November 2011 | Home
November 9, 2011
U-M football's first home field, Regents Field, in the 1890s. For fans, the game was a chaotic scrum with no guide to the downs, yards to go or even the score. (Photo courtesy U-M Bentley Historical Library.) Click images for larger versions.
In the 1890s, many of the football fans at Michigan's Regents Field spent at least part of every game in a state of desperate uncertainty about what, exactly, was happening down on the field. "It is impossible," the Michigan Daily noted, "for everyone on both sides of the field as well as in the grandstand and bleachers to keep track of the number of downs, yards to gain, etc., as their only method of information is through the referee, who can not be heard all over the field."
Otto Hans shows off his "bulletin board." His was not the first football scoreboard, but it was "far more successful and intelligible" than others. (Photo courtesy U-M Bentley Historical Library.) Click images for larger versions.
In 1898, these difficulties triggered a bright idea in the enterprising mind of Otto H. Hans, the Daily's 26-year-old business manager. In the days leading up to the Notre Dame game on October 23, Hans arranged for the construction of a 32-square-foot "U. of M. Daily Bulletin Board" at one end of the field.
When the game began on a rain-muddied field, Hans stood ready on a raised platform behind the "bulletin board." On the line of scrimmage he posted an assistant. This man listened to the referee call the yards to go, then sent coded signals to Hans, who promptly posted the down and yardage (and scores, of course) in big block figures visible up and down the field.
The final score that day read: Michigan 23, Notre Dame 0, and the scoreboard—the Daily bragged on its front page—was "a complete success."
In 1899, the "Wrinkle" ran this engraving of fans checking out the scoreboard at Regents Field. (courtesy Casey Hans and family.) Click images for larger versions.

**SHORT EXERCISE 1**
Answer these questions using the text on Michigan's first football scoreboard:
(a) What job did Otto H. Hans hold at the Daily, and how old was he?
(b) What was the final score of the game against Notre Dame?
(c) Which publication ran the 1899 engraving of fans looking at the scoreboard?

Stored data
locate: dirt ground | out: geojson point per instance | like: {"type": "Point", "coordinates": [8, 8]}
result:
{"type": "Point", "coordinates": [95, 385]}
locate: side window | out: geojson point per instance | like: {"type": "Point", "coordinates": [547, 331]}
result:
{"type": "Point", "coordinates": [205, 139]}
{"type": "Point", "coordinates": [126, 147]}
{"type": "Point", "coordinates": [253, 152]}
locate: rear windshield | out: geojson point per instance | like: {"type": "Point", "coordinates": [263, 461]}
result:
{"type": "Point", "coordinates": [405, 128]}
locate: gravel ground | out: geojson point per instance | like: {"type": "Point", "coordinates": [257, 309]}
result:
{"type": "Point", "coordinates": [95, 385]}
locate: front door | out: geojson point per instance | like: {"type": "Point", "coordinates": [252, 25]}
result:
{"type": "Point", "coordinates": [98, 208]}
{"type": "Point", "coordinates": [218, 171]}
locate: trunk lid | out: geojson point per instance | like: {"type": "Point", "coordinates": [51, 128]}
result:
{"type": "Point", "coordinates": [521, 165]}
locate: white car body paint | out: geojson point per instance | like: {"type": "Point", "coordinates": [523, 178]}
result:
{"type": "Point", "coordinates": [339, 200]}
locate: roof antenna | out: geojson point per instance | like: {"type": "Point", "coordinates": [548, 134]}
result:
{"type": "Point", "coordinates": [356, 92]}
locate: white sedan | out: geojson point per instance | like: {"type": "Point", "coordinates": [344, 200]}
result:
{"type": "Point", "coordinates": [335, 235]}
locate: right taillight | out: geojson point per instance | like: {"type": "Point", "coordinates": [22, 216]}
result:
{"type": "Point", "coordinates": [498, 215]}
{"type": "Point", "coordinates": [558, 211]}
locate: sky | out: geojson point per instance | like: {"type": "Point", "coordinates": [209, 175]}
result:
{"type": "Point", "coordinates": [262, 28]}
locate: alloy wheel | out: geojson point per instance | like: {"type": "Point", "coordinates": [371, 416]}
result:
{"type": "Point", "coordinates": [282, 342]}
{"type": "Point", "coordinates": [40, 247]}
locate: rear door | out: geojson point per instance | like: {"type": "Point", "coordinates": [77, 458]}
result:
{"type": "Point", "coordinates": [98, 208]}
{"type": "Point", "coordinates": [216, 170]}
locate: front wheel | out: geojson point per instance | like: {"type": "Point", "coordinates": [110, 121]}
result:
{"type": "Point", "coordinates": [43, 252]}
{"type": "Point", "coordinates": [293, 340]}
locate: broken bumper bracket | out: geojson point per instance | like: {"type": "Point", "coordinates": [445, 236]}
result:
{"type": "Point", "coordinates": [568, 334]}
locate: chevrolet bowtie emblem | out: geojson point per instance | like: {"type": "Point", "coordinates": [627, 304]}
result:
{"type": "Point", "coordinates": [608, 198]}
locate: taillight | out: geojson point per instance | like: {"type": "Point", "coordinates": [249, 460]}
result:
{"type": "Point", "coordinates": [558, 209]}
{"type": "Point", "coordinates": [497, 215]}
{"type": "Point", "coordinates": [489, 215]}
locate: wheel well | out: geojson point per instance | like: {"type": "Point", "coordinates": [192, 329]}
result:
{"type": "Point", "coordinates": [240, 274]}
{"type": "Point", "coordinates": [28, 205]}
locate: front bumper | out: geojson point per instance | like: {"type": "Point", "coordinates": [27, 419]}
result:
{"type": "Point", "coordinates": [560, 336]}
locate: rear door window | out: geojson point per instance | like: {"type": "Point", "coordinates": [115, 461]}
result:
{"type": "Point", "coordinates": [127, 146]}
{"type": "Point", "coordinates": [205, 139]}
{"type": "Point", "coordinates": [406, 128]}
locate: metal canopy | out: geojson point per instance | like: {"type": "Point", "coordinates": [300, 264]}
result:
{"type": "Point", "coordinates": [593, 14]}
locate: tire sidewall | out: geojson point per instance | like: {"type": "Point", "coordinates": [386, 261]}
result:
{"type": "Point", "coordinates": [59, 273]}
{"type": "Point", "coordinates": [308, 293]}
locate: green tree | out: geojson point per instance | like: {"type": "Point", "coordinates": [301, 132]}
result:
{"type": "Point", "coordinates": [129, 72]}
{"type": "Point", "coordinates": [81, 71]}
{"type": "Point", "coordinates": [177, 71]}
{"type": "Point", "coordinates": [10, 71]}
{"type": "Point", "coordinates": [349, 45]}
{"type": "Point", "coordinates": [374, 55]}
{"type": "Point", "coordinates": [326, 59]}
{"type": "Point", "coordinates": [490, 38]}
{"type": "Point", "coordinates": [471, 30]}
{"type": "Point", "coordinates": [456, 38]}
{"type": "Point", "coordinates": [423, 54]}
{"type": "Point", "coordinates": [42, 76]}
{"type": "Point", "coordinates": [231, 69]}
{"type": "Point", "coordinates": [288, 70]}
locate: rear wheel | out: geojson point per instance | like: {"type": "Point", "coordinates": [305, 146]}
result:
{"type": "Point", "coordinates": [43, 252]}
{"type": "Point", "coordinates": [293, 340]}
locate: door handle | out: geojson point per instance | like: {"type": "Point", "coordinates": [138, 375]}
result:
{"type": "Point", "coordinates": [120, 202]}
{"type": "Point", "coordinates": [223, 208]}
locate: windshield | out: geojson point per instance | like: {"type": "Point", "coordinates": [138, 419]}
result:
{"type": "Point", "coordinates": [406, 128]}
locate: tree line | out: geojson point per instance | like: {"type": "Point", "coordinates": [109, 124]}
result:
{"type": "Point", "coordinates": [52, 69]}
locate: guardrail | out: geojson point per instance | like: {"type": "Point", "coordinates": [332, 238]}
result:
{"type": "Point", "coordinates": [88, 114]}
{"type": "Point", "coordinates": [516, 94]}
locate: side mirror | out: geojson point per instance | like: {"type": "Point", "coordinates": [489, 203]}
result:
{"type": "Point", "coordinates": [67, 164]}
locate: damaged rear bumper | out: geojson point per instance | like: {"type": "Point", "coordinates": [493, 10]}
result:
...
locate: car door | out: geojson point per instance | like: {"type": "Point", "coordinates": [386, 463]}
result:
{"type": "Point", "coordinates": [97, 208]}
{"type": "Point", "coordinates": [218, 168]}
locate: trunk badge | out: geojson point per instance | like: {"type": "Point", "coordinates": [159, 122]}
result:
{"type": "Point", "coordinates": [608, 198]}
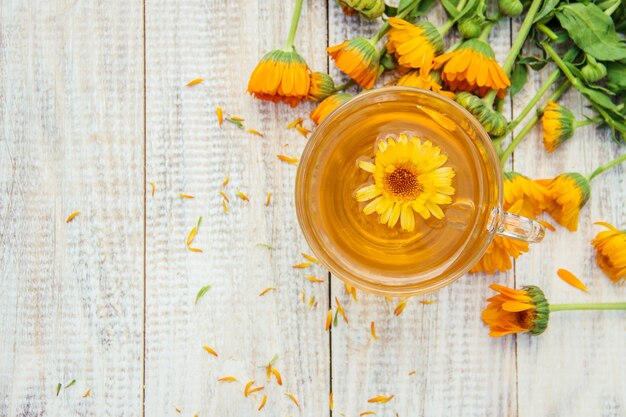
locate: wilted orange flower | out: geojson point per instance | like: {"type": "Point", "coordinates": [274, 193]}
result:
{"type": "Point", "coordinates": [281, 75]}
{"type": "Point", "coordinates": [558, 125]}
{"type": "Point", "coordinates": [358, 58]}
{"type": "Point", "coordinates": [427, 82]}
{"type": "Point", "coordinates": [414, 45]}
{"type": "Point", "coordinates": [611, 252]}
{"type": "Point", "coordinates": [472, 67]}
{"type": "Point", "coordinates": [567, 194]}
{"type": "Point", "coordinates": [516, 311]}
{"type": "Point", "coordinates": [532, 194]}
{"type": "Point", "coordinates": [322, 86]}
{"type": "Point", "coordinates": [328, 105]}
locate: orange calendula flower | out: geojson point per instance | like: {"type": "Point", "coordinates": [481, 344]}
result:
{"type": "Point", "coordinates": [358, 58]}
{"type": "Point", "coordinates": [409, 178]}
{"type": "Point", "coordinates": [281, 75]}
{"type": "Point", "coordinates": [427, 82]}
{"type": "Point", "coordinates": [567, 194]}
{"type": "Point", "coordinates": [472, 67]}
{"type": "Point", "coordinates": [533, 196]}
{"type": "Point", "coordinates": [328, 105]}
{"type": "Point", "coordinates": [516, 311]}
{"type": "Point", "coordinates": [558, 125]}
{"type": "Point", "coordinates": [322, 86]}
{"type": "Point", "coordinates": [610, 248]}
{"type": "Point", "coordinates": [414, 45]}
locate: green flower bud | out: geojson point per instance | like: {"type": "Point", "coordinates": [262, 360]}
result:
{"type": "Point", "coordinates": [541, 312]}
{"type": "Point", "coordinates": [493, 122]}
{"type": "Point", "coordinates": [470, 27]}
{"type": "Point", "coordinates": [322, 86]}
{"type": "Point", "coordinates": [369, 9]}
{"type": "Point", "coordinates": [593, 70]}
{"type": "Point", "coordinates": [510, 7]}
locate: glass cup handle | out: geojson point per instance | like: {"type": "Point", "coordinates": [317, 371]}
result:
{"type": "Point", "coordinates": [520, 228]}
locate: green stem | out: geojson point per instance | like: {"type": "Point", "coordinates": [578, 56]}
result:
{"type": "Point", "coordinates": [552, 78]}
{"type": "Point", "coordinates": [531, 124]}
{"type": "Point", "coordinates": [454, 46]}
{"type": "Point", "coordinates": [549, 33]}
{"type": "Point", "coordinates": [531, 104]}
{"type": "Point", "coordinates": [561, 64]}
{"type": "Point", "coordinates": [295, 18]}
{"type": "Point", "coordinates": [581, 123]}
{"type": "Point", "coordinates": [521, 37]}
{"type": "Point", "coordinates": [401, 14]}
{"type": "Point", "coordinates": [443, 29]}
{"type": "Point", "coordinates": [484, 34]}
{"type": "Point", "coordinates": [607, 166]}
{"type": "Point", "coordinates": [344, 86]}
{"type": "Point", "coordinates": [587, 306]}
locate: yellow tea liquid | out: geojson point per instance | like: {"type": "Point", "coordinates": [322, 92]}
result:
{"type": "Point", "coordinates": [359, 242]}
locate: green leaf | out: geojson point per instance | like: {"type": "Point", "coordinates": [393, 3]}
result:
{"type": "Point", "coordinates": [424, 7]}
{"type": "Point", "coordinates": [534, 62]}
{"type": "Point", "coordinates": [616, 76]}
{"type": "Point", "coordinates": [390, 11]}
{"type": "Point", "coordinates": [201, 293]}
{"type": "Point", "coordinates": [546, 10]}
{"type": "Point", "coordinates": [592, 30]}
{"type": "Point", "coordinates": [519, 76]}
==
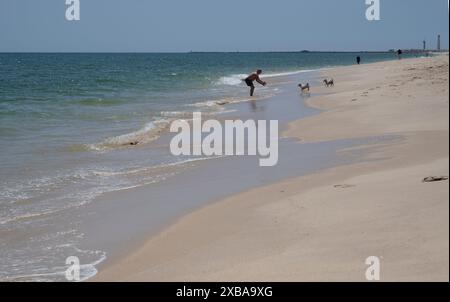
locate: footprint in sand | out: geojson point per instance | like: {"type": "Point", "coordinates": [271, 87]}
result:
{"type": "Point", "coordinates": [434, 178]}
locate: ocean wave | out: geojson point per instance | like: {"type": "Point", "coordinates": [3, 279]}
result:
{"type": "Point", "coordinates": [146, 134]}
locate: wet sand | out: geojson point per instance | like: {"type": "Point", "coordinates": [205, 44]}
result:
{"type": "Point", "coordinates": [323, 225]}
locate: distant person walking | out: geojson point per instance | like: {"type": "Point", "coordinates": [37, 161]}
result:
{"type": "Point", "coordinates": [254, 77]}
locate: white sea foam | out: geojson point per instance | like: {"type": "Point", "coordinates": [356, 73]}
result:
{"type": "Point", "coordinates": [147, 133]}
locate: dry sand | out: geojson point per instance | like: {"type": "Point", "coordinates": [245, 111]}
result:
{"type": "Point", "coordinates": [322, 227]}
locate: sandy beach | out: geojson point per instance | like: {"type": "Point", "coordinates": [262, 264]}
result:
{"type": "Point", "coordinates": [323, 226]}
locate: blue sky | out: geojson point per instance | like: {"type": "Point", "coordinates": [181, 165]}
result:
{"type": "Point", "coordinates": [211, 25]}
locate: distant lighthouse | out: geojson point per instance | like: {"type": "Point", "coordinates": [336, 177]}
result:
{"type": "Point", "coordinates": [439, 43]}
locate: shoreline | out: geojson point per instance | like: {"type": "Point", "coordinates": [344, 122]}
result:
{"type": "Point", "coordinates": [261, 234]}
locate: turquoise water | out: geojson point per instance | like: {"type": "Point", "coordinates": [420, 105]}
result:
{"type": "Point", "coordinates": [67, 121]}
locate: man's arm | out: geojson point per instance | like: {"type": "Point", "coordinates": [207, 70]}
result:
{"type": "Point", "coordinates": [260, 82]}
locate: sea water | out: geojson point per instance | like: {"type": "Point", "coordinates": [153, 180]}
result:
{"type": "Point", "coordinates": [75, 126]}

**SHORT EXERCISE 2**
Collect every line of the records that contains the word "wheel".

**COMPLETE ANSWER 1**
(a) He was the Daily's business manager, and he was 26 years old.
(b) Michigan 23, Notre Dame 0.
(c) The "Wrinkle."

**COMPLETE ANSWER 2**
locate: alloy wheel | out: geojson point per instance | like: {"type": "Point", "coordinates": [371, 416]}
locate: front wheel | out: geojson point per instance | like: {"type": "Point", "coordinates": [110, 121]}
locate: wheel well | out: geojson point per instance | like: {"type": "Point", "coordinates": [192, 329]}
locate: rear wheel | out: geojson point per instance | like: {"type": "Point", "coordinates": [305, 146]}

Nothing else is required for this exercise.